Stated goal: Convert the listing below into a Markdown table with the columns Row and Line, where Row numbers each line in order and Line holds that line's text. Leave out blank lines and include every line of the listing.

--- START Source data ---

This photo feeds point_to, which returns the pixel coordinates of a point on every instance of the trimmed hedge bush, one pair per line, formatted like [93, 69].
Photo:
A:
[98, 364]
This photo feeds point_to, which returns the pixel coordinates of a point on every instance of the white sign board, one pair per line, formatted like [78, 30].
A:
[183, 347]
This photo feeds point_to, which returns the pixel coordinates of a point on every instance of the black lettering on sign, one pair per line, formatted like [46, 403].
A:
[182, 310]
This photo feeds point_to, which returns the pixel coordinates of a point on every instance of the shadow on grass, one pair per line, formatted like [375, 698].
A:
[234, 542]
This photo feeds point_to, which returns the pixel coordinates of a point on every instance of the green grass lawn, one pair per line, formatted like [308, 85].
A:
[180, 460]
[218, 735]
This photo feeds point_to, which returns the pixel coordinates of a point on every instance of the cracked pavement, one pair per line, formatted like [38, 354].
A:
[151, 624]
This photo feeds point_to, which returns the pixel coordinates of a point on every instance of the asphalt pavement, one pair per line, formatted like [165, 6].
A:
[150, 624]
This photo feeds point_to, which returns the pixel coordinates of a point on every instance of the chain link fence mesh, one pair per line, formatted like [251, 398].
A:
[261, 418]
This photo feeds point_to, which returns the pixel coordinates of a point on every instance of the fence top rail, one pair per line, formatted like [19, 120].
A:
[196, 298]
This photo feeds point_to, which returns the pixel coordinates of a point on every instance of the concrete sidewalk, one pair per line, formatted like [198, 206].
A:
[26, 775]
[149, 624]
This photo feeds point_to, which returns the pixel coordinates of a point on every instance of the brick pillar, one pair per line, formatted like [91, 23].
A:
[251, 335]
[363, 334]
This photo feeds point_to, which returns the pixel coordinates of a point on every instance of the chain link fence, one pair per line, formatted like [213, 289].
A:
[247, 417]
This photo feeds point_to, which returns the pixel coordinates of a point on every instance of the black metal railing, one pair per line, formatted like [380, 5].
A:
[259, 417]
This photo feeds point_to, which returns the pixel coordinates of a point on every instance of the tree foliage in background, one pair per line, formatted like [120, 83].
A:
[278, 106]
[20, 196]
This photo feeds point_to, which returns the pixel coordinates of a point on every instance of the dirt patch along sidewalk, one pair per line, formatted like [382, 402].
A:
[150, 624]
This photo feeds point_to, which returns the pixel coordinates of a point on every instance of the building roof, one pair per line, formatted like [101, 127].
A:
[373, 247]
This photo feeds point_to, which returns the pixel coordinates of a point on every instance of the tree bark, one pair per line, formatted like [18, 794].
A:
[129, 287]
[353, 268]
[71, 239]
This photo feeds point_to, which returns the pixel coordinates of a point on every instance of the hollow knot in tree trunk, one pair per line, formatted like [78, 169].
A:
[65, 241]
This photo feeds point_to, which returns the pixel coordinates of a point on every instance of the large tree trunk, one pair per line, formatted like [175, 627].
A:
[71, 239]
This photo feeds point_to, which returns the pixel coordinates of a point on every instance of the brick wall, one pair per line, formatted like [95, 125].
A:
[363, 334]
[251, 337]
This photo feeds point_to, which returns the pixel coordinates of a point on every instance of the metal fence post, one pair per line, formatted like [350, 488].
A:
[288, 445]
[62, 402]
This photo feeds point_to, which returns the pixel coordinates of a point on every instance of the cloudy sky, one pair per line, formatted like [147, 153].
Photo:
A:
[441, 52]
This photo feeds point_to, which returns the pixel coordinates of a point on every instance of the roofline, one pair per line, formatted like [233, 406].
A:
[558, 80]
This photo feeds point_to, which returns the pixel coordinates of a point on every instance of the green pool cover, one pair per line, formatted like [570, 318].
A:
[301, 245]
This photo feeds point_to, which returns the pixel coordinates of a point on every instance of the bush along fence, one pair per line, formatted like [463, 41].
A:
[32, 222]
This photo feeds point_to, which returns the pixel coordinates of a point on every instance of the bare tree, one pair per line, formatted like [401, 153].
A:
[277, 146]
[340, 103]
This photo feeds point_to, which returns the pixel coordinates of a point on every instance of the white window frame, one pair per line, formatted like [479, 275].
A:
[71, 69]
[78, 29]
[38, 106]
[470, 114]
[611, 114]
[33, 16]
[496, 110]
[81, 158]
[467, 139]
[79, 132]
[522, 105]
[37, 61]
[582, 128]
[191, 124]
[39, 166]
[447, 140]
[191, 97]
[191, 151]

--- END Source data ---

Output for this exercise:
| Row | Line |
|---|---|
| 1 | This photo feeds point_to, which returns the pixel coordinates of a point on every instance of the trimmed hedge bush, one pair per line, formatted like [93, 69]. |
| 2 | Photo: |
| 3 | A: |
| 4 | [98, 364] |
| 5 | This photo feeds point_to, which returns the pixel coordinates of a point on every instance of the white sign board, one pair per line, formatted like [78, 30]. |
| 6 | A: |
| 7 | [183, 347] |
| 8 | This photo feeds point_to, which returns the pixel coordinates of a point on every instance of the black lettering on sign, one pair per line, formatted like [46, 403]. |
| 9 | A: |
| 10 | [182, 310] |
| 11 | This photo feeds point_to, which returns the pixel coordinates of a point on every instance of the shadow on grass, one pair per line, formatted like [375, 698]. |
| 12 | A: |
| 13 | [234, 542] |
| 14 | This photo feeds point_to, which returns the pixel coordinates of a point on every instance of the green grass lawn, one pair per line, formatted like [308, 85]. |
| 15 | A: |
| 16 | [180, 460] |
| 17 | [218, 735] |
| 18 | This photo feeds point_to, which returns the pixel coordinates of a point on every instance of the cracked pavement, one pair per line, formatted like [38, 354]. |
| 19 | A: |
| 20 | [151, 624] |
| 21 | This photo feeds point_to, which returns the pixel coordinates of a point on every instance of the asphalt pavement, one pair per line, formatted like [165, 6]. |
| 22 | A: |
| 23 | [150, 624] |
| 24 | This photo feeds point_to, which returns the pixel coordinates of a point on every instance of the chain link fence mesh, one pair per line, formatted like [251, 398]. |
| 25 | A: |
| 26 | [261, 418] |
| 27 | This photo feeds point_to, which returns the pixel coordinates of a point on every instance of the fence top rail, one pair per line, formatted like [19, 120]. |
| 28 | A: |
| 29 | [196, 298] |
| 30 | This photo feeds point_to, which returns the pixel coordinates of a point on every instance of the concrete sidewalk, one pair per line, formatted like [198, 206]. |
| 31 | A: |
| 32 | [26, 775] |
| 33 | [149, 624] |
| 34 | This photo feeds point_to, which returns the pixel coordinates of a point on every instance of the brick pillar, one pair per line, formatted like [91, 23]. |
| 35 | A: |
| 36 | [251, 335] |
| 37 | [363, 334] |
| 38 | This photo feeds point_to, which returns the pixel coordinates of a point on every instance of the chain link fence, one pair per line, formatted like [213, 289]. |
| 39 | A: |
| 40 | [247, 417] |
| 41 | This photo feeds point_to, which returns the pixel coordinates of a point on every instance of the black metal railing, one pair per line, formatted like [380, 5]. |
| 42 | A: |
| 43 | [259, 417] |
| 44 | This photo feeds point_to, which returns the pixel coordinates of a point on every instance of the tree foliage in background, one pair per line, formatted like [120, 83]. |
| 45 | A: |
| 46 | [278, 106] |
| 47 | [20, 196] |
| 48 | This photo feeds point_to, which returns the pixel coordinates of a point on every instance of the dirt patch along sidewalk, one pair per line, formatted like [382, 402]. |
| 49 | A: |
| 50 | [150, 624] |
| 51 | This photo feeds point_to, which returns the pixel coordinates of a point on every instance of the building roof, one pair per line, formatted like [101, 127]. |
| 52 | A: |
| 53 | [373, 247] |
| 54 | This photo feeds point_to, which returns the pixel coordinates of a point on every instance of the tree bark, one pair per line, formatted like [18, 794]. |
| 55 | A: |
| 56 | [129, 287] |
| 57 | [353, 268] |
| 58 | [71, 239] |
| 59 | This photo feeds point_to, which returns the pixel coordinates of a point on every instance of the hollow knot in tree trunk, one pair per line, formatted like [78, 169]. |
| 60 | A: |
| 61 | [65, 241] |
| 62 | This photo feeds point_to, which returns the pixel coordinates of a point on every instance of the large tree trunk, one pair per line, formatted like [175, 627]. |
| 63 | A: |
| 64 | [71, 239] |
| 65 | This photo feeds point_to, which returns the pixel coordinates of a point on every instance of the brick wall, one pair per line, formatted like [95, 125]. |
| 66 | A: |
| 67 | [363, 334] |
| 68 | [251, 337] |
| 69 | This photo feeds point_to, which returns the pixel coordinates of a point on every instance of the metal fence post, one pair per line, formatted like [350, 488]. |
| 70 | A: |
| 71 | [288, 445] |
| 72 | [62, 402] |
| 73 | This photo feeds point_to, which returns the pixel coordinates of a point on every instance of the cloudy sky, one pair per line, formatted like [147, 153]. |
| 74 | Photo: |
| 75 | A: |
| 76 | [441, 52] |
| 77 | This photo feeds point_to, which returns the pixel coordinates of a point on every instance of the roofline, one pair per line, formatted like [233, 406]. |
| 78 | A: |
| 79 | [558, 80] |
| 80 | This photo feeds point_to, which returns the pixel coordinates of a point on every instance of the green pool cover, one pair per line, formatted like [570, 318]. |
| 81 | A: |
| 82 | [301, 245] |
| 83 | This photo feeds point_to, which returns the pixel coordinates of a point on every instance of the bush along fence, one pair per line, formatted like [463, 41]. |
| 84 | A: |
| 85 | [32, 222] |
| 86 | This photo feeds point_to, which returns the pixel coordinates of a point on every instance of the bare tree, one pair per line, formatted like [401, 153]. |
| 87 | A: |
| 88 | [277, 146] |
| 89 | [340, 103] |
| 90 | This photo feeds point_to, which returns the pixel coordinates of a point on every instance of the white window frame, one pair per line, formatted like [479, 275]. |
| 91 | A: |
| 92 | [71, 69] |
| 93 | [78, 29] |
| 94 | [38, 106] |
| 95 | [470, 114] |
| 96 | [611, 114] |
| 97 | [33, 16] |
| 98 | [496, 110] |
| 99 | [81, 158] |
| 100 | [467, 139] |
| 101 | [79, 132] |
| 102 | [522, 105] |
| 103 | [37, 61] |
| 104 | [582, 128] |
| 105 | [191, 124] |
| 106 | [39, 166] |
| 107 | [447, 140] |
| 108 | [191, 97] |
| 109 | [191, 151] |